Reproduce the records below word for word, changing nothing in any of them.

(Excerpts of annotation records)

★ ★ ★ ★

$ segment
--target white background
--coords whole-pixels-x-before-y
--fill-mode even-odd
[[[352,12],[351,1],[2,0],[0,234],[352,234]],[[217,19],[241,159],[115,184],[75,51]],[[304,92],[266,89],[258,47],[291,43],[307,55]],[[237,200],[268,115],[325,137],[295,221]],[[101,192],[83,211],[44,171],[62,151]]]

★ ★ ★ ★

Written answer
$ segment
--target white background
--coords whole-pixels-x-before-y
--fill-mode even-odd
[[[352,12],[351,1],[2,0],[0,234],[352,234]],[[217,19],[241,159],[115,184],[75,51]],[[304,92],[266,89],[258,47],[291,43],[307,55]],[[237,200],[268,115],[325,137],[295,221]],[[101,192],[83,211],[44,171],[62,151]]]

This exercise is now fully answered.